___ RECORDS FOR THE TASK ___
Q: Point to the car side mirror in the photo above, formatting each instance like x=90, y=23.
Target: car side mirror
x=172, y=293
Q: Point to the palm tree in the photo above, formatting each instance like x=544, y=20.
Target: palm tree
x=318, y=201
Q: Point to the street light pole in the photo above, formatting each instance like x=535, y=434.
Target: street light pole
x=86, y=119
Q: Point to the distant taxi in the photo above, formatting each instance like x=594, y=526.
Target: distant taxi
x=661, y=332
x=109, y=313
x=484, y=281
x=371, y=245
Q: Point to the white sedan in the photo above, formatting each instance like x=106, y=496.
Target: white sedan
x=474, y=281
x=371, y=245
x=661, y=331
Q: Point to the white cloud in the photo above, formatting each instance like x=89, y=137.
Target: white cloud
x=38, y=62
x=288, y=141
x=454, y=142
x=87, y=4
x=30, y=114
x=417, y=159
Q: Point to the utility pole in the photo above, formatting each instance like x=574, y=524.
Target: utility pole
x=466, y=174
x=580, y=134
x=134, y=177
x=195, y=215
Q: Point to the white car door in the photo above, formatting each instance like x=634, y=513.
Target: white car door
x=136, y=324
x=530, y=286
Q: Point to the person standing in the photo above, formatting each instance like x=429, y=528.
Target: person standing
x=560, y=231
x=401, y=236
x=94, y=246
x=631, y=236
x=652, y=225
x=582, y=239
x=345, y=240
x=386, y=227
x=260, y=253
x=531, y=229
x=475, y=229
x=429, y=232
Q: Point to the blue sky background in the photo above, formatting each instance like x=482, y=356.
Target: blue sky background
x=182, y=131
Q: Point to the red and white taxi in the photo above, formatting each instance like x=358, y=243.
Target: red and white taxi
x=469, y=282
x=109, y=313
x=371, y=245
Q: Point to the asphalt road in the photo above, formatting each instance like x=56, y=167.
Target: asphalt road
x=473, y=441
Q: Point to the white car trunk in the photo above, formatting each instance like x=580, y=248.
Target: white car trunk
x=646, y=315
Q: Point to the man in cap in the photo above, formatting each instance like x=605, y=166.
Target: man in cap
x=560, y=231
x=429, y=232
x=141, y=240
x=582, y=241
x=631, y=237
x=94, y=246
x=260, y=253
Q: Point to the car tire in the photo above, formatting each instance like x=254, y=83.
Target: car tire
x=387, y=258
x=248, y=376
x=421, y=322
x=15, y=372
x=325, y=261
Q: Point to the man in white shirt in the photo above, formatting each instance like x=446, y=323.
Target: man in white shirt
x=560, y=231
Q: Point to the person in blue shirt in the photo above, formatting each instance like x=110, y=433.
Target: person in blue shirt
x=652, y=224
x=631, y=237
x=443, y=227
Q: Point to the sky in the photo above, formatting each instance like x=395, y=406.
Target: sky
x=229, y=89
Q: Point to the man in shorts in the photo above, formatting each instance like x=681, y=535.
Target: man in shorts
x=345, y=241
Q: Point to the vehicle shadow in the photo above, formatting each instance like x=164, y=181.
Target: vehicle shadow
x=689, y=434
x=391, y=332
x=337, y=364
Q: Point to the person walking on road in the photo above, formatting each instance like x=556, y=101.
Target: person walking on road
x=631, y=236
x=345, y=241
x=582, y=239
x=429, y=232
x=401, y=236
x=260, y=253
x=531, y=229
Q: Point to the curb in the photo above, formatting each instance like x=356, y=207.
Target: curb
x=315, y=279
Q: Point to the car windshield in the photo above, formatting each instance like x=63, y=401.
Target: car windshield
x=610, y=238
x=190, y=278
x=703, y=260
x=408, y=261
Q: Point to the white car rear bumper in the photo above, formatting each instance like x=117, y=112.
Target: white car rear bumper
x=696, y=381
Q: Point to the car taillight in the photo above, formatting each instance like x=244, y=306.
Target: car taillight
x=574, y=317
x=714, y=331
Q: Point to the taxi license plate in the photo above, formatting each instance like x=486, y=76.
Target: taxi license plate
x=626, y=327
___
WHAT TO PRODUCE >> Reproduce the data starting at the line containing "Q: Point to the white cloud" and ending at the line containing "x=530, y=286", replacing "utility pole" with "power pole" wherever it occurs and leaving all else unchanged.

EXERCISE SOLUTION >>
Q: Point to the white cloud in the photo above, formatting each instance like x=89, y=137.
Target: white cloud
x=38, y=62
x=288, y=141
x=454, y=142
x=87, y=4
x=30, y=114
x=417, y=159
Q: Point to the power pole in the photo above, formatting each instance like x=574, y=524.
Target: power pole
x=466, y=174
x=580, y=134
x=134, y=177
x=195, y=215
Q: Point to the white car door in the photo above, formatting each instance like x=634, y=513.
Target: white car door
x=136, y=324
x=530, y=286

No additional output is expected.